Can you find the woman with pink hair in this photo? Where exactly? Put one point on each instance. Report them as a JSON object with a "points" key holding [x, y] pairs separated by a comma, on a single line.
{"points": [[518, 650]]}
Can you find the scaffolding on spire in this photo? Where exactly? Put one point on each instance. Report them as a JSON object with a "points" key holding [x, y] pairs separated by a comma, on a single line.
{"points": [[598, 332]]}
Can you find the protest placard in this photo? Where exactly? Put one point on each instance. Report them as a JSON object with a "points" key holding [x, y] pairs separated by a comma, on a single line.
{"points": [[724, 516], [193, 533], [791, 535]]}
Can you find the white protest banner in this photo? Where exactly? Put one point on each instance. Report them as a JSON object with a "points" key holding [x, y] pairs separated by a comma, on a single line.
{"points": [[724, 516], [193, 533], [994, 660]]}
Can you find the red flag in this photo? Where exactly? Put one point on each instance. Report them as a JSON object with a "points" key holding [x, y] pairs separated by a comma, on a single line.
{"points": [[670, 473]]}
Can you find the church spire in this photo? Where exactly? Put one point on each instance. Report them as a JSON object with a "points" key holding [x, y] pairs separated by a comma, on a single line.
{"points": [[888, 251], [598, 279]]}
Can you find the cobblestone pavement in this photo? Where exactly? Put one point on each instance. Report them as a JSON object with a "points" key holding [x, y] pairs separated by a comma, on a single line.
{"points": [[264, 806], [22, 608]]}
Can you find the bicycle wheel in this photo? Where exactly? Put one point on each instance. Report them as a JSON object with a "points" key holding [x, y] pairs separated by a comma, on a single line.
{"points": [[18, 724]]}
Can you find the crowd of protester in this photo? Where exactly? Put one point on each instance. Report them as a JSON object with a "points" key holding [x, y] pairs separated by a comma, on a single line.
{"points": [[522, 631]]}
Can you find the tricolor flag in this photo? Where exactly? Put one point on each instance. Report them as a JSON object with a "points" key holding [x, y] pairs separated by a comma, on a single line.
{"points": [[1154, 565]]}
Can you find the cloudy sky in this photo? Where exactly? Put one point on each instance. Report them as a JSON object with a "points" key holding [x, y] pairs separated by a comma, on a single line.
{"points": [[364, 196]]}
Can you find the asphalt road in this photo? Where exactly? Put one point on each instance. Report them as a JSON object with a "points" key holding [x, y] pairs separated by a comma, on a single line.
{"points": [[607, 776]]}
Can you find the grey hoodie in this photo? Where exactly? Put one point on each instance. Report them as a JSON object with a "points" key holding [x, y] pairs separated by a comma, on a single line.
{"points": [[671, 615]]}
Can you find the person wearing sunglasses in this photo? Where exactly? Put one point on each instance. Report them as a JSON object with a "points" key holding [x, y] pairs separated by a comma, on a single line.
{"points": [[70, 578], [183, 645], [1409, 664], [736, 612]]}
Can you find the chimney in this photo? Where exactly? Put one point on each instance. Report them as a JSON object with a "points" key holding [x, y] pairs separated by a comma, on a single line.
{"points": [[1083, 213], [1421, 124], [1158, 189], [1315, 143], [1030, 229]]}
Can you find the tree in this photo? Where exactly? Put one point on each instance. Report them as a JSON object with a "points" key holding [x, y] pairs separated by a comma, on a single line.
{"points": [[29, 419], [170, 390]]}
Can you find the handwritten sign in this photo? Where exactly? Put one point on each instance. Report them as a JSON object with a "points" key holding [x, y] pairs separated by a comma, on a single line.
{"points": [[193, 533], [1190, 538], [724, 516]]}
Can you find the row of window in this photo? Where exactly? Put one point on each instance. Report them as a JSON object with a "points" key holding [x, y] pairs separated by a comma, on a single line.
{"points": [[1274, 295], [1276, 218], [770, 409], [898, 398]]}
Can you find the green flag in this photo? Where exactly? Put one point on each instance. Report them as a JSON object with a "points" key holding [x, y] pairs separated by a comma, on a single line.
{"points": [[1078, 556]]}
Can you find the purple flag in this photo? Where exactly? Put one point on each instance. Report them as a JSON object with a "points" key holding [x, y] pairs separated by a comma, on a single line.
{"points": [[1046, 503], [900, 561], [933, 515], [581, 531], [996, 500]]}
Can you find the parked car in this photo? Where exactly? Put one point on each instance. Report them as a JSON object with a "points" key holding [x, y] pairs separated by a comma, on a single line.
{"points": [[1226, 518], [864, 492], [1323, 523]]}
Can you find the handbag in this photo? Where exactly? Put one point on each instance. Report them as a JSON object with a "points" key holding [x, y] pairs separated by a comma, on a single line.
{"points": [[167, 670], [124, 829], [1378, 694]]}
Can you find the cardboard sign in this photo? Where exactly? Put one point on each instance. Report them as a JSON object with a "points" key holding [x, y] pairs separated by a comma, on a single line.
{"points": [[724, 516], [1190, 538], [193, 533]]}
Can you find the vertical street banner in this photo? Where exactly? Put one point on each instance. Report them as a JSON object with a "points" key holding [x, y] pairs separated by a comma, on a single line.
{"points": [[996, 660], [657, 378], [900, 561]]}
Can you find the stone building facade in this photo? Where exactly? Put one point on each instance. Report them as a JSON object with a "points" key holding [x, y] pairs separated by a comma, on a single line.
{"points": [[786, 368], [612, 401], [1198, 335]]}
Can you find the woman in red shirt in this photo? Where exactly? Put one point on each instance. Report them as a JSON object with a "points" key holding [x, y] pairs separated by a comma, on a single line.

:::::

> What needs to be done
Reproduce every one of the records above word for word, keeping each on its own line.

> Final answer
Can you find the woman with pink hair in this photo? Where exactly? Put one point on each instance. Report them as a JSON object with a "points" key holding [x, y] pairs separated by a comma, on a single line.
{"points": [[518, 650]]}
Can you find the scaffolding on spire in this photo? Where exactly? Put one point on each instance. Report them as a JSON object with a "points" key holding [x, y] pairs separated by a comma, on a single line.
{"points": [[598, 332]]}
Can you find the protest placard in this photo? Where exactly? Put one point on each instance. Report them as a JSON object with a "points" key holding [x, y] pairs separated by a comma, on a single line.
{"points": [[724, 516], [193, 533], [791, 535]]}
Can you find the white protest banner in this photo? Where exactly? Put one point on each instance. Report them as a JSON object with a "points" key holding [x, y] pairs separated by a comma, on a single line.
{"points": [[724, 516], [193, 533], [994, 660]]}
Can you find the red flag in this photo? Where exactly? Put one point on each instance. Report them as a JSON object with a "points" key holding [x, y] pairs separated by a comma, on a single line.
{"points": [[670, 473]]}
Can you find the church spire in this photo? Where exactly? Put one point on each instance. Report them as a JSON object with a "points" key holding [x, y] pairs separated by a comma, on a single line.
{"points": [[888, 251], [598, 279]]}
Can you find the cobblestone pavement in this photo? Where exactly? Put one point on each instance. Report them as a JSON object with a "points" key holding [x, y] pairs separated by a comma, on a single line.
{"points": [[264, 806], [22, 608]]}
Can you find the bicycle wheel in this photo? Where exactly? Put one point on each instance. Report them as a JSON object with a "points" key holding [x, y] pairs separated by a comma, on a single line.
{"points": [[18, 724]]}
Can you find the crowd of protester in this photo? Where exactly? Put one point on each instance. Report them as a JSON object with a "points" key holding [x, y] pairs separated by a comma, on a single line.
{"points": [[522, 631]]}
Can you find the tricolor flag in this photo? Where exactly? Put one point on each instance. Report them as a JSON object with a "points" key holding [x, y] pairs separated by a comma, on a single line.
{"points": [[1154, 565]]}
Can you find the cloudy sky in this photo? Where exactly? Put one point on each instance. Report them as a JSON object with a "points" key holding [x, y] pairs separated by a comma, on a single line.
{"points": [[364, 196]]}
Can you find the asphalt road in this photo? Where exactly? Put one point on each instance. Report them as a JSON object with a "points" key holding [x, y] pairs separated by a comma, on a single line.
{"points": [[607, 776]]}
Can you find the grey hoodie in this photo? Where exactly? Put one point on each instance. Report them as a JSON object with a "points" key holding [x, y] pairs separated by a comma, on a single line.
{"points": [[671, 615]]}
Can you find the person wearing sunglasses in this photo? Where exactly? Put one point on each instance. Report them as a JSON object with a "points" key holding [x, y] pairs separated by a comma, on a single line.
{"points": [[70, 578], [183, 645], [1409, 664], [736, 612]]}
Can you find the chimney in this photo? Where exactly? Put one point on each instance. Report them as a JSON object with a "points" key holding [x, y] pairs separated by a comma, on a single line.
{"points": [[1083, 213], [1421, 124], [1158, 189], [1315, 143], [1030, 229]]}
Can you find the tree in this photo? Where exactly? Put one point on each instance. Report them as a JSON object with a "points" key holding [x, y] pairs separated by a comma, on a single line.
{"points": [[29, 419], [170, 390]]}
Can you find the handwritten sign in this photo? Where exactly? Put one point on each instance. Report them as a JSON object with a "points" key holding [x, y] pairs separated by a comma, on a single line.
{"points": [[193, 533], [1190, 538], [724, 516]]}
Can you find the row of window in this photo? Where exactly? Put one point on each instance. Report them as a JSON object with a "points" key holding [x, y] pairs separated by a comma, on a single line.
{"points": [[1274, 295], [1276, 218], [770, 409], [898, 398]]}
Can you find the green flag in this photo? Where exactly? Put one point on each instance. Report them as a JSON object with a "points" key holding [x, y] pairs separated by a comma, on a single line.
{"points": [[1078, 556]]}
Can you find the purple flag in this photo? Where exactly? Put one point on each instance. Report them as a JSON object with a "points" key holding [x, y] pairs separated by a comma, on a single line.
{"points": [[1046, 503], [900, 561], [933, 515], [581, 531], [996, 500]]}
Can you find the parked car in this photo? Where exactly? Put one point on each instance. Report them as a JSON object with a "points" key holding [x, y] pairs separated by a comma, on a single line.
{"points": [[1226, 518], [864, 492], [1323, 523]]}
Can you find the handbag in this photo? Where exactly? Put one point on each instance. Report them as a JSON object with a "points" key holding [x, y] pairs separated by a comma, on a single line.
{"points": [[167, 670], [124, 829], [1378, 694]]}
Can you find the cardboard sign in this photo? Where exactly? Put one point on each instance. Report them as a JSON object with a "points" key holding [x, y] pairs separated by a comma, on a single line.
{"points": [[724, 516], [1190, 538], [193, 533]]}
Can you find the vertical street banner in this photo? Where exactly? Put one point on each instance. Report them as a JSON object with a "points" key holding [x, y] pairs separated by a comma, on a single line.
{"points": [[996, 660], [657, 378], [900, 561]]}
Can you find the stone building facade in this photo? Where exactly? Put one point on each instance. Report them as a JSON object with a "points" key holding [x, y] pairs separated by a comma, on a single line.
{"points": [[786, 368], [612, 401], [1198, 335]]}
Can you find the woman in red shirt in this photo? Where exactly? Put one point on each instance. Report them as a JSON object with a "points" key holding [x, y] pairs separated by a comma, on a single line.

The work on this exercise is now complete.